→ **Görevin amacı**: Hava Kuvvetlerinin depremde kullanımını ele alan metni, son cümlesinden sonrasını yazarak sürdürün.

→ **Verilen metin**:
Hava kuvvetleri depremde nasıl kullanılmalıydı, daha efektif nasıl kullanılabilir?

Hava kuvvetleri depremde nasıl kullanılmalıydı, daha efektif nasıl kullanılabilir?
09/03/2023

Dünya ve Türkiye gündemine ait güncel konuların analiz ve yorumlarının yapıldığı, üst düzey başarılı askerler ve asker aileleri ile röportajların yer aldığı Alesta youtube kanalı Deprem Özel programında Hv.Plt.Kur.Yb. Aykut Coşkun ile “Hava Kuvvetlerinin deprem gibi afetlerde sahada nasıl kullanılabileceği” konusu üzerine yaptığı söyleşisini yayınladı.

Hv.Plt.Kur.Yb. Aykut Coşkun Kimdir?

1998 yılında Hava Harp Okulundan mezun olduktan sonra Pilotaj eğitim sürecini derece ile tamamlayarak F-16 pilotu olarak kıta hayatına başlayan Kur.Yb. Coşkun, akabinde beş sene aktif uçucu olarak görev yaptıktan sonra Harp Akademileri Komutanlığında iki sene kurmay subaylık eğitimi aldı. Müteakiben Kurmay Yüzbaşı rütbesinde Hava Kuvvetleri Komutanlığına Hareket Plan Kısım Amiri olarak atandı. 

Bu görevinde Hava Kuvvetlerinin asli operasyonel planlarının yapıldığı ve dolayısıyla harp şartlarında ve diğer olağanüstü şartlarda yani deprem gibi veya diğer olağanüstü şartları olan toplumsal, kitlesel hareketler vb. şartlarda hava kuvvetlerinin imkan kabiliyetlerini en optimum şekilde planlama kapsamında tecrübe edinme fırsatı elde eden Kur.Yb.Coşkun, akabinde Harp Akademileri Komutanlığında Planlama dersleri vermek üzere 4 sene öğretim üyesi olarak.görev aldı. Son olarak Konya 3‘üncü Ana Jet Üst Komutanlığında Harekat Eğitim Kısmı Amiri olarak görev alan Kur.Yb.Coşkun, Hava Kuvvetlerinin değişik planlama kademelerinde tecrübe edinme imkanı buldu.

→ **Veri bloğu**:
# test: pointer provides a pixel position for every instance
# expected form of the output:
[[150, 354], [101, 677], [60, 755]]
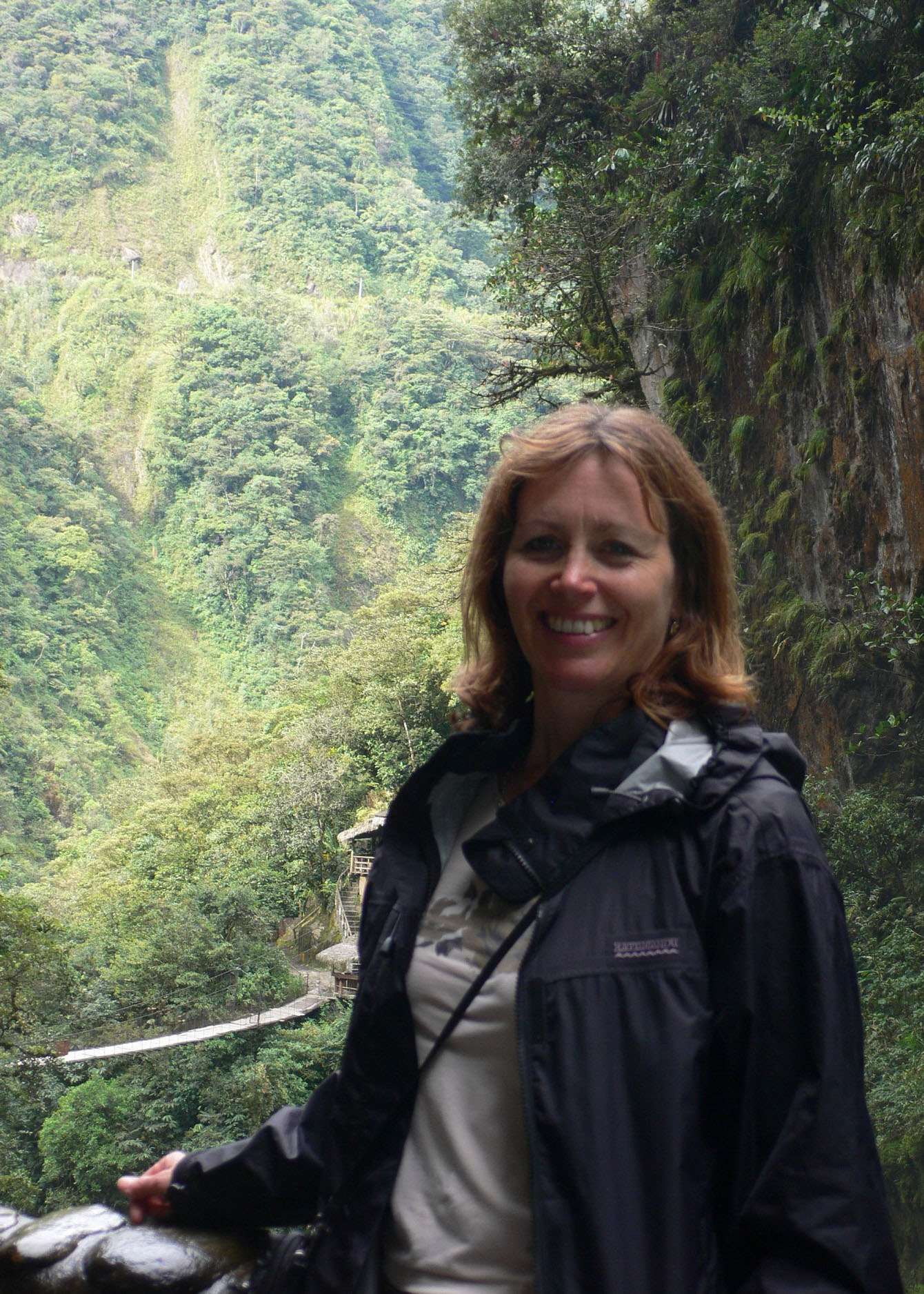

→ **Görev çıktısı**:
Kurtarma ekibinin özellikle ilk 48 saat içinde hızlı müdahalesi çok kritiktir 

Kendisi de Deniz Kuvvetlerinde Kurmay Subay olan Dz.Kur.Bnb.Engin Büker’in sorularını yanıtlayan Hv.Plt.Kur.Yb. Aykut Coşkun, deprem gibi afetlerde Hava Kuvvetleri'nin sahada nasıl kullanılması gerektiğini, bölgedeki üstleriyle daha öncesinde böyle olası afet durumlarına yönelik tatbikat planlarını ve hava kuvvetlerinin nasıl kullanılmasının daha efektif olacağı sorunu şu şekilde cevapladı;

“Özellikle de profesyonel arama kurtarma birimleri olsun, Lojistik intikal unsurları olsun, Çabuk onarım ekipleri gibi Silahlı kuvvetlerin kritik kabiliyetlerinin bölgede ön safhalarda ve ilk anlardan itibaren faaliyet yürütmesi beklenen bir durumdu ve olması gereken bir husustu. 

Türk Silahlı Kuvvetleri sadece savaşa hazırlık yapan bir güç değil. Türk Silahlı Kuvvetleri her türlü olağanüstü şartlara ülke çapında en hazır olan kurumumuzdur. Bu sadece Türkiye'ye özgü bir şey de değildir yani tüm dünyada ülkelerin silahlı kuvvetleri olağanüstü durumlara karşı en hazırlıklı kurumdur ve sayıca ve imkan kabiliyet olarak da en büyük güçtür. Bizim ülkemizde de olması gereken Türk Silahlı Kuvvetlerinin ilk anlardan itibaren faaliyetlerin merkezinde görev almasıydı.


Hava kuvvetleri depremde nasıl kullanılmalıydı, daha efektif nasıl kullanılabilir?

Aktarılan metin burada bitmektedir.